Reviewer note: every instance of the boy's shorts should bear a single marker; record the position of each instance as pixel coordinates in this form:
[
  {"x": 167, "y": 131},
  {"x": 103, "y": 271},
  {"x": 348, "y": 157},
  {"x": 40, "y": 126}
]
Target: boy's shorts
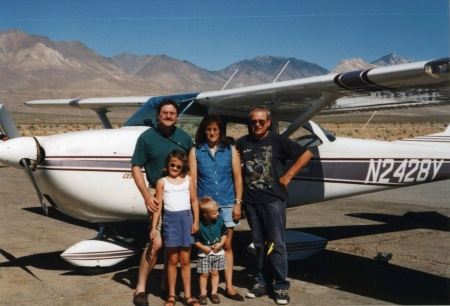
========
» **The task**:
Count the lines in the material that contain the string "shorts" with matching case, and reply with only the number.

» **Result below**:
2